--- Start SOURCE TEXT ---
David Cargill

Left: Tubou, Lakeba Lau in the early 1900s. Picture: Matavuvale Network

Left: Tubou, Lakeba Lau in the early 1900s. Picture: Matavuvale Network

A murder is investigated while Revered David Cargill and Reverend William Cross continue their evangelisation on the island of Lakeba

This is the account of the late Reverend Cargill from the book The Diaries and Correspondence of David Cargill, 1832-1843 edited by Albert J Schütz and published by the Australian National University.

Tuesday November 15, 1836

Translated 50 verses of the second epistle to Timothy, while at dinner, we were alarmed by the cry of fire, on going out saw the fire — reeds and grass that surround the chapel, burning with great vehemence and velocity. The flames blazed until within two or three feet of our little sanctuary, but through mercy, neither a reed of the fence, nor a leaf of the thatch was burned.

The materials of which it is composed are so dry in consequence of the long drought and excessive heat that if a single spark had fallen on any part of it, the whole fabric would have been reduced to ashes in two or three minutes.

Small and rude as our chapel is, we are thankful for its preservation. May many immortal souls be born again within its precincts!

Saturday November 19, 1836

Finished the translation of St Paul’s epistles to Timothy, into the Tonguese language. The Tongan language is inferior to the Feejeean in copiousness and vigour. In the afternoon, I drew up the outline of a sermon in the Tonguese language.

Thursday December 1, 1836

This afternoon HBM Brig the Victor commander, Captain Crozier, called off the Island. I went off in a native canoe and was received by the captain in a kind gentlemanly manner.

The object of his visit was to take off the survivers of the Active and to investigate the murder of the four men who left this island in the Active’s boat. We received by him a most seasonable supply of trade — encouraging letters from our brethren in the Friendly Island, together with the Minutes of Conference, magazines and other periodicals from England.

Friday December 2, 1836

This morning Capt Crozier with two of his officers and some of his men came on shore. The captain waited on the king of the island and Brother Cross and I being interpreters explained to him the object of his visit.

The murderers of the boat’s crew being at Lakemba on a visit to another part of their tribe, he expressed to the king his intention to go direct to the settlement in which they resided and demand the perpetrators of that horrid deed. The settlement is called Levuka.

The chiefs and people of the place were thrown into great consternation. They wished to atone for the barbarous act by presenting the captain with a large pig and a piece of native cloth (masi).

Capt Crozier however would not listen to such terms of capitulation, and threatened that if their men were not delivered to him he would reduce their town to ashes. He allowed them a short time to revolve the affair in their minds.
--- End SOURCE TEXT ---
--- Start SUPPLIED DATA ---
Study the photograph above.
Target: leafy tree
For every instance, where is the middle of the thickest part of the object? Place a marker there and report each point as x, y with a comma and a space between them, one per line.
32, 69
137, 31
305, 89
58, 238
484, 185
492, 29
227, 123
--- End SUPPLIED DATA ---
◆ **WHAT THIS EXERCISE ASKS**:
• a. Arrange the records as a two-column CSV with the headers "input" and "output", one row per record, putting its wording under input and its answer under output. Quote each field and replace line breaks with spaces.
• b. Pick up the diary account of Captain Crozier's visit to Lakeba after its last sentence and carry it on.
These records are unrelated to the Cargill diary text.

◆ **RESULTS FOR EACH TASK**:
• a.
input,output
"Study the photograph above. Target: leafy tree For every instance, where is the middle of the thickest part of the object? Place a marker there and report each point as x, y with a comma and a space between them, one per line.","32, 69 137, 31 305, 89 58, 238 484, 185 492, 29 227, 123"

• b.
During this space, the king called upon us and requested us to intercede with the captain stating that if the captain acted with vigour towards the people who were now merely on a visit at this Island their friends from other parts of Feejee would probably make war upon him and kill him and his people.

The king stated moreover that if the captain would not listen to his entreaties, he would accompany to the king of Britain and himself bear the punishment due to the men who cut off the boat’s crew.

The captain after this intercession and having obtained a promise from the chiefs of the tribe to which the murderers belong, that they would never connive at any act of cruelty to be committed on any Englishman by any of their people relinquished the idea of burning the settlement.

The pacifc termination of this affair will, I am persuaded, have a more beneficial influence than the execution of the threat to burn the town. The people were very much alarmed: the two men who were the ringleaders in the murder hid themselves in the bush: all their moveable goods and chattels were carried, and the inhabitants of the town placed themselves in an attitude of war, arming themselves with clubs, guns and axes.

We are very thankful, that His Majesty’s government has investigated the affair and that the investigation has been brought to a pacific result.

Sunday December 11, 1836

This has been a very happy day, and the means of grace I trust have been made a blessing to many. In the forenoon we baptised 79 male and female adults. The behaviour of all was devout and many seemed to be earnestly seeking the baptism of the Holy Ghost.

In the afternoon, I explained to a large and attentive congregation the nature and means of attaining the baptism of the spirit. May the spirit of power and wisdom apply the word to our hearts. At the conclusion of the sermon we baptised 17 children.

Brother Cross addressed their parents, on their duty to God and their children.

Sunday January 1, 1837

The Lord has mercifully spared me to see the commencement of another year. I wish to dedicate myself afresh to his service. May he graciously accept of the humble sacrifice.

This forenoon I urged upon an attentive congregation, the necessity of watchfulness and prayer, that we may not fall into temptation.

Tuesday January 3, 1837

Walked to Narothake (Narocake), a settlement about six miles from the mission premises, and on my way home called at Uathiuathi (Waciwaci) and Tarukua.

At Narothake, we have commenced a class meeting. Five Feejeeans and one Tonga man have begun to meet. They all express a desire to serve the true God, and save their souls.

At Waciwaci, two Feejeeans have begun to seek the Lord while he may be found; another has begun to read, and all the people of the settlement express a wish to become worshippers of the true God, but are afraid of the king’s displeasure.

At Tarakua, another Feejeean in the last stage of a consumption turned to God, that he might die a believer. His sister turned with him. When I arrived at Tarukua, I was informed that the man had departed this life the preceding night. All the people of that tribe are anxious to be made acquainted with the nature and worship of the only living and true God.

By the information received on this journey, I was encouraged to hope, that the king and his people will soon abandon the service of the wicked one and unite themselves with the people of God. Lord, increase our faith, and give thy Son these heathen for his inheritance.

Tuesday January 10, 1837

This afternoon I walked to Waciwaci, a settlement about 14 miles from the mission house and commenced a class meeting. Three Feejeeans were received on trial. May they be the first fruits of abundant harvest!

Today a Feejeean chief of considerable rank began to worship the true God. His dwelling house was also the temple in which his tribe performed their heathen rites. It has been converted into a house of prayer and praise to the true God; and thus although only the chief has embraced Christianity, yet by this act he has deprived the whole tribe of a place in which to perform their pagan worship.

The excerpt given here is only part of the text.